▶ **Problem**: Your task is to print all of the material verbatim.

........

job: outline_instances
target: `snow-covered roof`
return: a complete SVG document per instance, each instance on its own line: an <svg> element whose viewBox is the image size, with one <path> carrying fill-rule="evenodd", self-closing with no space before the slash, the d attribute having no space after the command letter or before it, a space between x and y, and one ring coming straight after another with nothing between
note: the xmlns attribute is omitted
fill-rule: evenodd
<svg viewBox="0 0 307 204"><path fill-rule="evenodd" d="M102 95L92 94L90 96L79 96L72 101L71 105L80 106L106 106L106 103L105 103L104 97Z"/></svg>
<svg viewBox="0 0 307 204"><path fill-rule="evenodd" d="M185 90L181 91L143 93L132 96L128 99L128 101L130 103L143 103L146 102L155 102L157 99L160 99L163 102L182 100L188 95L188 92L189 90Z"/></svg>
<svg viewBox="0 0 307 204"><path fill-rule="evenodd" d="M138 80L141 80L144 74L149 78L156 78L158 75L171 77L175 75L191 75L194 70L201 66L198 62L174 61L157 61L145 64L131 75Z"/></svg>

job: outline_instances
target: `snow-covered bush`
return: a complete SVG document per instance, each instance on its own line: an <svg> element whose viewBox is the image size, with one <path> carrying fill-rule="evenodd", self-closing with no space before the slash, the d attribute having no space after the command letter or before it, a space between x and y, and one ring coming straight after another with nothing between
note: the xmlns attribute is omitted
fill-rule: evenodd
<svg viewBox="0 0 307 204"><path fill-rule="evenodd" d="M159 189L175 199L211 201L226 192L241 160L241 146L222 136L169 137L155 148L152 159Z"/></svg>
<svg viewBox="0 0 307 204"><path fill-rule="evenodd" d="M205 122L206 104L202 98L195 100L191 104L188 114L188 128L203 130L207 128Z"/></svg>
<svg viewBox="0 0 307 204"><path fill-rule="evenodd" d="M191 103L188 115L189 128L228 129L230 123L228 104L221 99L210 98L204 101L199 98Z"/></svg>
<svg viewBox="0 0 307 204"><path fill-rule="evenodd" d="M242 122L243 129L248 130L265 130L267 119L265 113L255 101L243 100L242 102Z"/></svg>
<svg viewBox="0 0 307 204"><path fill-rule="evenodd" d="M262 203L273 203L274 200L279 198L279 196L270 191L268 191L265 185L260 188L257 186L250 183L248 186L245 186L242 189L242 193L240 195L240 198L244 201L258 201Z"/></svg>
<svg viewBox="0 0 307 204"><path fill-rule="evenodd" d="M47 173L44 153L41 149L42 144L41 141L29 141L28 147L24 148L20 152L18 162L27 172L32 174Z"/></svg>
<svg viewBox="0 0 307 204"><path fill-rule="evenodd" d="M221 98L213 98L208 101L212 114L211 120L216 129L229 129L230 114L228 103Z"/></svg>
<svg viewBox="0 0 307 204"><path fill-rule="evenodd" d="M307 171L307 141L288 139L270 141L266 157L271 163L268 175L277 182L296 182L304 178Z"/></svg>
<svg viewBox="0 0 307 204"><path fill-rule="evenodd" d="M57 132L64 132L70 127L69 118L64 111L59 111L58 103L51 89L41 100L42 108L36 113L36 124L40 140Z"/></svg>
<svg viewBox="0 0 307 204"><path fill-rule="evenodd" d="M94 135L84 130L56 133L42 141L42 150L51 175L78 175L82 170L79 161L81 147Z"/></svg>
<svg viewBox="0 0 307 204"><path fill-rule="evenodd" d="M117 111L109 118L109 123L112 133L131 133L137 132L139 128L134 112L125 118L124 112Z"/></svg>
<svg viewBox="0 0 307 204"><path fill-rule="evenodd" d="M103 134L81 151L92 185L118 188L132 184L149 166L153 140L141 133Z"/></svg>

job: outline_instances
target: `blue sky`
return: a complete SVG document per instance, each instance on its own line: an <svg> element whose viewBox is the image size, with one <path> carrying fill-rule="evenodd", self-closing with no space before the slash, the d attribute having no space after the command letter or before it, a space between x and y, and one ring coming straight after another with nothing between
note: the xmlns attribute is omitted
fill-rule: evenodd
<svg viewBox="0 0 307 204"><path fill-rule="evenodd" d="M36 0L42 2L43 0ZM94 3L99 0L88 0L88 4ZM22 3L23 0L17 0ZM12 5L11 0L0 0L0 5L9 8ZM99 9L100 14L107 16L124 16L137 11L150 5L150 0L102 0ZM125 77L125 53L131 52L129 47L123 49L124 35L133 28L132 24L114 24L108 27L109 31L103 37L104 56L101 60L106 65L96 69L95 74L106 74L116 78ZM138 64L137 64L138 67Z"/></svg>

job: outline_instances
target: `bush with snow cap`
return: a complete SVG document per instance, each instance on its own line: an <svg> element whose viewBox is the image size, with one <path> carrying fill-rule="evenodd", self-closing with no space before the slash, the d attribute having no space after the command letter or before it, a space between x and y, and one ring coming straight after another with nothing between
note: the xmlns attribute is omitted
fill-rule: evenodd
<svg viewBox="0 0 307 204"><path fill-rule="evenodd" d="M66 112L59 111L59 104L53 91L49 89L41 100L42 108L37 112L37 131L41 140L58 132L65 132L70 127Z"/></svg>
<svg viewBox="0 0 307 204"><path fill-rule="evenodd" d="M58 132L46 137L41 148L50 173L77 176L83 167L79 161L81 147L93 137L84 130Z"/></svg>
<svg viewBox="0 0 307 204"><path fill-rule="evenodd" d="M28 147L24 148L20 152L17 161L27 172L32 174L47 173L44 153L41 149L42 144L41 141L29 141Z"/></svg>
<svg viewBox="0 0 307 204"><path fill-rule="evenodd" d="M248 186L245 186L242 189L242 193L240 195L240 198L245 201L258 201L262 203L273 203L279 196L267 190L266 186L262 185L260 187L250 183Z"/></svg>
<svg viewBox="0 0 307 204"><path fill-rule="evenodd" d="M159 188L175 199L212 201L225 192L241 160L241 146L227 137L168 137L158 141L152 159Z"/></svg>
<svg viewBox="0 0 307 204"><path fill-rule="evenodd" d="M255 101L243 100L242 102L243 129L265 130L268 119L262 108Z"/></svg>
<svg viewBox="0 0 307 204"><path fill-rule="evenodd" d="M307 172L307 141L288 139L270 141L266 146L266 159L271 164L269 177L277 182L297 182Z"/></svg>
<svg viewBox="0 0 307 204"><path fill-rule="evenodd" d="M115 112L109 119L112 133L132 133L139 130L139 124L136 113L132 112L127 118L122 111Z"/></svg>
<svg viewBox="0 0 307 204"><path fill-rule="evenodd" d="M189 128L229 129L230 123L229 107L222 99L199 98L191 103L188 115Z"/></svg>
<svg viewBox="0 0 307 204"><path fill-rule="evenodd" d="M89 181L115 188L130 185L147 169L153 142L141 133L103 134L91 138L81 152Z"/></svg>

........

▶ **Solution to the exercise**:
job: outline_instances
target: `snow-covered roof`
return: a complete SVG document per instance, each instance on its own line: an <svg> element whose viewBox is the image size, with one <path> carrying fill-rule="evenodd", self-closing with no space before the slash, the d attribute having no space after the command letter or before it, a space between x and y, and one ring coming straight after another with nothing between
note: the xmlns attribute is omitted
fill-rule: evenodd
<svg viewBox="0 0 307 204"><path fill-rule="evenodd" d="M102 95L92 94L90 96L79 96L72 101L71 105L80 106L106 106L106 103L105 103L104 97Z"/></svg>
<svg viewBox="0 0 307 204"><path fill-rule="evenodd" d="M185 90L181 91L143 93L132 96L128 99L128 101L130 103L143 103L146 102L155 102L157 99L160 99L163 102L182 100L188 95L188 92L189 90Z"/></svg>
<svg viewBox="0 0 307 204"><path fill-rule="evenodd" d="M138 80L141 80L144 74L149 78L156 78L158 75L171 77L175 75L191 75L194 70L201 66L198 62L174 61L157 61L145 64L131 75Z"/></svg>

job: outline_instances
target: `snow-covered bush`
return: a complete SVG document per instance, each instance on its own line: an <svg> element whose viewBox is the image size, with one <path> carrying fill-rule="evenodd", self-closing with no space before the slash, the d attribute having no space after the command letter or before it, a space between x and y, and one ring coming straight after another with nothing between
note: the xmlns attribute is omitted
fill-rule: evenodd
<svg viewBox="0 0 307 204"><path fill-rule="evenodd" d="M159 189L175 199L211 201L226 192L241 160L241 146L222 136L169 137L155 148L152 159Z"/></svg>
<svg viewBox="0 0 307 204"><path fill-rule="evenodd" d="M205 122L206 104L202 98L195 100L191 104L188 114L188 128L203 130L207 128Z"/></svg>
<svg viewBox="0 0 307 204"><path fill-rule="evenodd" d="M191 103L188 115L189 128L228 129L230 123L228 104L221 99L210 98L204 101L199 98Z"/></svg>
<svg viewBox="0 0 307 204"><path fill-rule="evenodd" d="M242 122L243 129L248 130L265 130L267 119L265 113L255 101L243 100L242 102Z"/></svg>
<svg viewBox="0 0 307 204"><path fill-rule="evenodd" d="M262 203L273 203L274 200L279 198L279 196L270 191L268 191L265 185L260 188L257 186L250 183L248 186L245 186L242 189L242 193L240 195L240 198L244 201L258 201Z"/></svg>
<svg viewBox="0 0 307 204"><path fill-rule="evenodd" d="M47 173L44 153L41 149L42 144L41 141L29 141L28 147L24 148L20 152L18 162L27 172L32 174Z"/></svg>
<svg viewBox="0 0 307 204"><path fill-rule="evenodd" d="M221 98L213 98L208 101L212 114L211 120L216 129L229 129L230 114L228 103Z"/></svg>
<svg viewBox="0 0 307 204"><path fill-rule="evenodd" d="M307 171L307 141L288 139L270 141L266 157L271 163L268 175L277 182L296 182L304 178Z"/></svg>
<svg viewBox="0 0 307 204"><path fill-rule="evenodd" d="M57 132L64 132L70 127L69 118L64 111L59 111L58 103L51 89L41 100L42 108L36 113L36 124L40 140Z"/></svg>
<svg viewBox="0 0 307 204"><path fill-rule="evenodd" d="M94 135L84 130L56 133L42 141L42 150L51 175L78 175L82 170L79 161L81 147Z"/></svg>
<svg viewBox="0 0 307 204"><path fill-rule="evenodd" d="M117 111L109 118L109 123L112 133L131 133L137 132L139 128L134 112L125 118L124 112Z"/></svg>
<svg viewBox="0 0 307 204"><path fill-rule="evenodd" d="M103 134L81 151L92 185L118 188L132 184L149 166L153 140L141 133Z"/></svg>

job: outline_instances
target: `blue sky`
return: a complete SVG document per instance, each instance on its own line: an <svg> element whose viewBox is the image size, with one <path> carrying fill-rule="evenodd", self-closing with no space before the slash, the d attribute having no space after the command letter or before it, a space between x and y, and one ring coming straight after another with nothing between
note: the xmlns attribute is omitted
fill-rule: evenodd
<svg viewBox="0 0 307 204"><path fill-rule="evenodd" d="M36 0L42 2L43 0ZM94 3L99 0L88 0L88 4ZM22 3L23 0L17 0ZM12 5L11 0L0 0L0 5L9 8ZM99 9L100 14L107 16L124 16L137 11L150 5L150 0L102 0ZM125 77L125 53L131 52L129 47L123 49L124 35L133 28L132 24L114 24L108 27L109 31L103 37L104 56L101 60L106 65L96 69L95 74L106 74L116 78ZM138 64L137 64L138 67Z"/></svg>

job: outline_instances
target: `bush with snow cap`
return: a complete SVG document per instance, each instance on its own line: an <svg> element whose viewBox is the image size, with one <path> carrying fill-rule="evenodd", self-closing with no space before the slash, the d attribute having no space after the command letter or before it, a space between x and y, and one ring coming straight after another with nothing between
note: the xmlns attribute is omitted
fill-rule: evenodd
<svg viewBox="0 0 307 204"><path fill-rule="evenodd" d="M66 112L59 111L59 104L53 91L49 89L41 100L42 108L37 112L37 131L41 140L58 132L65 132L70 127Z"/></svg>
<svg viewBox="0 0 307 204"><path fill-rule="evenodd" d="M58 132L46 137L41 148L50 173L77 176L83 167L79 161L81 147L93 137L84 130Z"/></svg>
<svg viewBox="0 0 307 204"><path fill-rule="evenodd" d="M28 147L24 148L20 152L17 161L27 172L32 174L47 173L44 153L41 149L42 144L41 141L29 141Z"/></svg>
<svg viewBox="0 0 307 204"><path fill-rule="evenodd" d="M248 186L245 186L242 189L242 193L240 195L240 198L245 201L258 201L262 203L273 203L279 196L267 190L266 186L262 185L260 187L250 183Z"/></svg>
<svg viewBox="0 0 307 204"><path fill-rule="evenodd" d="M159 188L175 199L212 201L225 192L241 160L241 146L227 137L168 137L158 141L152 159Z"/></svg>
<svg viewBox="0 0 307 204"><path fill-rule="evenodd" d="M255 101L243 100L242 102L243 129L265 130L268 119L262 108Z"/></svg>
<svg viewBox="0 0 307 204"><path fill-rule="evenodd" d="M307 172L307 141L288 139L270 141L266 146L266 159L271 164L269 177L277 182L297 182Z"/></svg>
<svg viewBox="0 0 307 204"><path fill-rule="evenodd" d="M115 112L109 119L112 133L132 133L139 130L139 124L136 113L132 112L127 118L122 111Z"/></svg>
<svg viewBox="0 0 307 204"><path fill-rule="evenodd" d="M189 128L229 129L230 123L229 107L222 99L199 98L191 103L188 115Z"/></svg>
<svg viewBox="0 0 307 204"><path fill-rule="evenodd" d="M89 181L115 188L130 185L147 169L153 142L141 133L103 134L91 138L81 152Z"/></svg>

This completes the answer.